***** Texto de lectura

Esta es la dimensión más inquietante del nuevo desarrollo en la tendencia, la renuncia del boliviano Gonzalo Sánchez de Lozada después de haber cumplido muy poco más del primer año de su mandato constitucional y de haberse dado de bruces con una censura popular que le llegaba desde casi todos los costados de la sociedad que intentó gobernar.

El desenlace de ésta, la más reciente crisis boliviana, es también revelador porque sugiere con nitidez los límites en la capacidad de los actores del proceso y ofrece enseñanzas que pueden ser empleadas para entender muchos problemas de la región.

Bolivia tiene un cuerpo social que es más sufrido y combativo que el promedio latinoamericano —no se contenta con batir cacerolas, precisamente— y que mostró estos días a los protagonistas del enfrentamiento con las fuerzas de seguridad como herederos de los tozudos mineros que, en la segunda mitad del siglo pasado, no temían atrincherarse en los socavones para resistir a las tropas del gobierno, armados sólo con cartuchos de dinamita y sus cigarros para encenderlos.

No es verdad, como sostiene el discurso predominante hoy, que los alzamientos populares y la paz social deban ser valorados sólo y siempre desde la perspectiva de las "fuerzas del orden". Hay momentos en que la contestación social —y los agravios que la materializan— deben ser apreciados también por el coraje que encarnan y, ciertamente, por la justicia de lo que demandan.

**********
***** Conjunto de registros

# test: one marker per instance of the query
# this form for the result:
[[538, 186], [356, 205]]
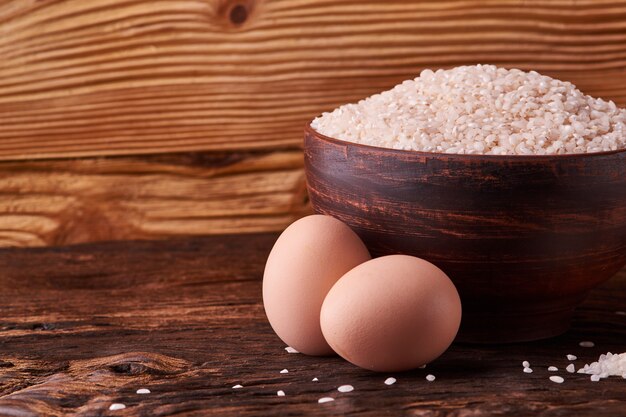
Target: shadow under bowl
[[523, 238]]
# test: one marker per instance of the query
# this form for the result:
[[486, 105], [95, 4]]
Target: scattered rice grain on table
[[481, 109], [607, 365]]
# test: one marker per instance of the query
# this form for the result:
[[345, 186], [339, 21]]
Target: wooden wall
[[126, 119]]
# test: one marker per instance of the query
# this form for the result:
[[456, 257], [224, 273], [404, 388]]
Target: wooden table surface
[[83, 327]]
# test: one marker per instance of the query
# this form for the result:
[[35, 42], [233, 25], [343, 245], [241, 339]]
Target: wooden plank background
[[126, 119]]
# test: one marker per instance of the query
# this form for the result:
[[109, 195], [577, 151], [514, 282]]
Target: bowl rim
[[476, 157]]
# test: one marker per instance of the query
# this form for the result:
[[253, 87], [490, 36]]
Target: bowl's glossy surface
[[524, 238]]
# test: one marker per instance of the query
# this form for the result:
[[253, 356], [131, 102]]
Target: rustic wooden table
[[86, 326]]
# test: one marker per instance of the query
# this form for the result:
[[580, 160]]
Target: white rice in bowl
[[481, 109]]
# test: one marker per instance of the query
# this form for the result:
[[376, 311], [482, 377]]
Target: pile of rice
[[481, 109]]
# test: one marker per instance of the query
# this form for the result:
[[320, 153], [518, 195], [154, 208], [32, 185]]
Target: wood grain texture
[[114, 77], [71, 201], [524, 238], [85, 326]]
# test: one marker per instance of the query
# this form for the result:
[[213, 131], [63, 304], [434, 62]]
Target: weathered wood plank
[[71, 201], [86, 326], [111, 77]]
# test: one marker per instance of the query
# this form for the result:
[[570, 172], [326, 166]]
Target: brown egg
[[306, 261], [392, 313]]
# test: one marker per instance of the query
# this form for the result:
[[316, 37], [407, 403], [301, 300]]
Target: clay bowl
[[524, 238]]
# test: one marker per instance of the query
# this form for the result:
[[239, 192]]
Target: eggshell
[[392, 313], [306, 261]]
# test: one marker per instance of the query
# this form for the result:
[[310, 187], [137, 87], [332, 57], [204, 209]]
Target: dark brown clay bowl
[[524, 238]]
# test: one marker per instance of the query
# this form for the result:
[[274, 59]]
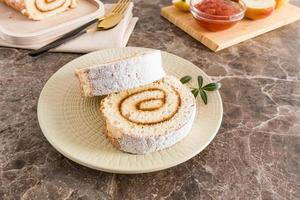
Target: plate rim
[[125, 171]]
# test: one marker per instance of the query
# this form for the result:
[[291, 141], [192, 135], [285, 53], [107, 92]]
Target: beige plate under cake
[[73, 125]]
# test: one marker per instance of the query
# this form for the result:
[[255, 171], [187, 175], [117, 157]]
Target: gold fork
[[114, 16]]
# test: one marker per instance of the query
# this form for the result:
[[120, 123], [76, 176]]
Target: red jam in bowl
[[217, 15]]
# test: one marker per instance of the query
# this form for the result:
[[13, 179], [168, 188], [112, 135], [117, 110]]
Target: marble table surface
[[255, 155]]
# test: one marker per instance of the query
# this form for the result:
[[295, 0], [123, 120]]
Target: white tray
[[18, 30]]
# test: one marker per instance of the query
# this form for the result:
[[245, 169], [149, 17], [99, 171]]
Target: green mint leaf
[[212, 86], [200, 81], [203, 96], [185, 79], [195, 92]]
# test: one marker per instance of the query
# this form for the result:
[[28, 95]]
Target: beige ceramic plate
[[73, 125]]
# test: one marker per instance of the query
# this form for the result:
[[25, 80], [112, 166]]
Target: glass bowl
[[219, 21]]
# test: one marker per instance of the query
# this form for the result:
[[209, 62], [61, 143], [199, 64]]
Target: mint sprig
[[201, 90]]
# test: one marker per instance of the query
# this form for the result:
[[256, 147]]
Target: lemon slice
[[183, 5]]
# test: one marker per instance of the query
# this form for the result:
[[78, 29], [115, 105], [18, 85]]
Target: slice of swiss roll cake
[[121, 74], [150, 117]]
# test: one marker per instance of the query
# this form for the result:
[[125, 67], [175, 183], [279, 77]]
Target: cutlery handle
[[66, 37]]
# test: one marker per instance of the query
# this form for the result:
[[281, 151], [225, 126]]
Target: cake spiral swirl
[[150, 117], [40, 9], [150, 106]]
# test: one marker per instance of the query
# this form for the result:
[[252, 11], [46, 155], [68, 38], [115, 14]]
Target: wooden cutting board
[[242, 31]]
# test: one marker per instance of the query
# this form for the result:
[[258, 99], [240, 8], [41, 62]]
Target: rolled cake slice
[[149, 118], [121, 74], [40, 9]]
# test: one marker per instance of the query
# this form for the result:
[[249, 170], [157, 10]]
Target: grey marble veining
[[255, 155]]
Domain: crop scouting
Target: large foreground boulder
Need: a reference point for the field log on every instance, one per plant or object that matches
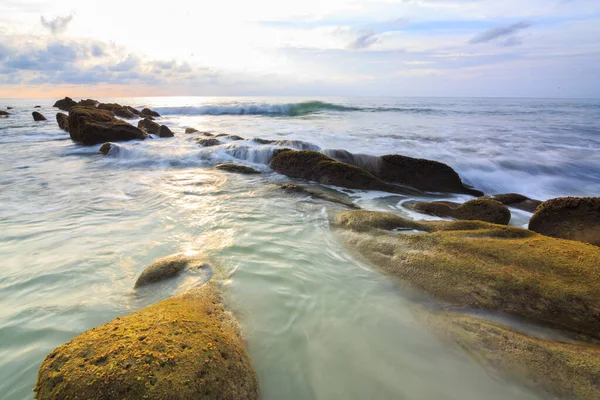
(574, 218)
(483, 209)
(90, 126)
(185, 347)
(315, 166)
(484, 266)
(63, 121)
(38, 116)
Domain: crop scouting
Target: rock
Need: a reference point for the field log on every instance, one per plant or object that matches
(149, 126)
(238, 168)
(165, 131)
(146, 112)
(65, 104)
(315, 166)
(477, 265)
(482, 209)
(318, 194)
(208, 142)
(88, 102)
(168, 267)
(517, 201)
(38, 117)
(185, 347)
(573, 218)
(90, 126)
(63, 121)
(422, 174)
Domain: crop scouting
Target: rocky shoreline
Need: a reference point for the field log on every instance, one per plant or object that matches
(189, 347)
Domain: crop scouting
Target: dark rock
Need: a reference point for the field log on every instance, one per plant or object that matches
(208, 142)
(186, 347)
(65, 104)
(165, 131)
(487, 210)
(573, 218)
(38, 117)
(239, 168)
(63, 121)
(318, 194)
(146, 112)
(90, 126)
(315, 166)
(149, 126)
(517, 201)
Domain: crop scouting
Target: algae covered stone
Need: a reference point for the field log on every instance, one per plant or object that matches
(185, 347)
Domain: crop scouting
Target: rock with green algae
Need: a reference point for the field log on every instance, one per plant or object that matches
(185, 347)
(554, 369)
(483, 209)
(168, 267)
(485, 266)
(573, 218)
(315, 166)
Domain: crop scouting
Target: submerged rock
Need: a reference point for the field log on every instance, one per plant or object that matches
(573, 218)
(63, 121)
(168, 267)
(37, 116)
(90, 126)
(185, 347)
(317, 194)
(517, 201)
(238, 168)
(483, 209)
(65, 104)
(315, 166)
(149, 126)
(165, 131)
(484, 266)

**********

◆ **Tareas por hacer**:
[A] Responde, según el texto sobre la crisis boliviana:
(i) ¿Quién renunció y cuánto tiempo de su mandato había cumplido?
(ii) ¿Con qué se armaban los mineros que resistían a las tropas del gobierno?
(iii) ¿Con qué promedio se compara al cuerpo social de Bolivia?
[B] ¿Puedes proseguir el texto sobre la crisis boliviana a partir de su última oración?
Los registros no tienen ningún papel aquí.

◆ **Respuestas por tarea**:
[A]
(i) El boliviano Gonzalo Sánchez de Lozada, tras cumplir muy poco más del primer año de su mandato constitucional.
(ii) Con cartuchos de dinamita y sus cigarros para encenderlos.
(iii) Con el promedio latinoamericano.

[B]
En Bolivia toda la convulsión puede haberse desatado ocasionalmente por la oposición al proyecto de un gasoducto, en especial cuando la propuesta de Sánchez de Lozada quería dejar en el país apenas el 18% de las utilidades que arrojaría la venta al exterior del último de los grandes recursos naturales de un país en el que los otros —plata, estaño, etcétera— fueron sistemáticamente depredados.

Pero en el corazón de la protesta está también el hecho de que, aun con más intensidad que en otros lados, las políticas de privatización y de deserción del Estado del proceso social, comunes en las dos décadas pasadas en América latina, se han probado ineficientes y socialmente dañinas.

¿Quién puede negar datos básicos? Más de la mitad de los ocho millones de bolivianos subsisten con dos dólares —o menos— de ingreso diario; dos tercios de la sociedad tiene origen étnico indígena, pero el proceso político parece diseñado para limitar su participación en el destino nacional. Salvo cuando como en estos días ganan las calles con ira.

La víctima aparente de esta hora, Sánchez de Lozada, conoce bien esta realidad porque fue uno de sus principales arquitectos. Primero como ministro en los 80 y una vez antes de esta fallida gestión como presidente, en los 90, el septuagenario Goñi se convirtió en adalid del modelo de organización neoliberal con una fuerza que hace palidecer a pares contemporáneos como el mexicano Carlos Salinas, el argentino Carlos Menem o el brasileño Fernando Collor de Mello, por citar sólo a algunos.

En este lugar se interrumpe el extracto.